## TASK TO CARRY OUT
Locate every line in the listing below that contains the string "railing", matching case exactly, and copy each of those lines in full.

## LISTED RECORDS
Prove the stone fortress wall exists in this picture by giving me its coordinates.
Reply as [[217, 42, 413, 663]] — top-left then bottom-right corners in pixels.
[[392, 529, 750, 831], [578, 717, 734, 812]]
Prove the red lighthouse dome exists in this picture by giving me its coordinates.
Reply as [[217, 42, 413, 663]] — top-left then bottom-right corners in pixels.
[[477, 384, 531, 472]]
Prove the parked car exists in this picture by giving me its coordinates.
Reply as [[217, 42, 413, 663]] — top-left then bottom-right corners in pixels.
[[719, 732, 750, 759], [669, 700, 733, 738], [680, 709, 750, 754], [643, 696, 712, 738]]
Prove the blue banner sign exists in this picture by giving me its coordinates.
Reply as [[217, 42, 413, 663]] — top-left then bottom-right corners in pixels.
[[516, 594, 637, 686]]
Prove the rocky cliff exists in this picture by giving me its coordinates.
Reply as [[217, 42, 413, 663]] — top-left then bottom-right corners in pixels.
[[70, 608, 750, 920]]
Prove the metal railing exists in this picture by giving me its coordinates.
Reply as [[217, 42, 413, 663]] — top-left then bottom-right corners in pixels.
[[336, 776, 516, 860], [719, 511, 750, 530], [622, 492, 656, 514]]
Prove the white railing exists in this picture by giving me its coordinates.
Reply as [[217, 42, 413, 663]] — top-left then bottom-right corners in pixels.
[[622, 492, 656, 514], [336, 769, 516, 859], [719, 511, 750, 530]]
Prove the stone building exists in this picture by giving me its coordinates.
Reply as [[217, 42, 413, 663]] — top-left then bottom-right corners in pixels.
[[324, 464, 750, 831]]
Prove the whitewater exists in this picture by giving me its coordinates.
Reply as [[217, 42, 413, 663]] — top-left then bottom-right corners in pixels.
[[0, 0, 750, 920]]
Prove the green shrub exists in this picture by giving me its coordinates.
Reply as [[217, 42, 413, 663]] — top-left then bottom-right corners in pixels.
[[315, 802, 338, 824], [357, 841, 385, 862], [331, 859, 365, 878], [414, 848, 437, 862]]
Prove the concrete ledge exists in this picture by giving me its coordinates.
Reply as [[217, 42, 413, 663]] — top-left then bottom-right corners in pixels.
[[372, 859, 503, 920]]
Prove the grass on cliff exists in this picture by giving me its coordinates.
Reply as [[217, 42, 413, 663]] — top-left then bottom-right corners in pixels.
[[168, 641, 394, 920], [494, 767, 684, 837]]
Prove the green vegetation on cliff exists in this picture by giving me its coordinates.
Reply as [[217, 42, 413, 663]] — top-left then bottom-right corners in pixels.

## ANSWER FOR THIS EXERCISE
Prove the metal railing exists in this picture by giving me its coordinates.
Prove the white railing exists in this picture by giving me its coordinates.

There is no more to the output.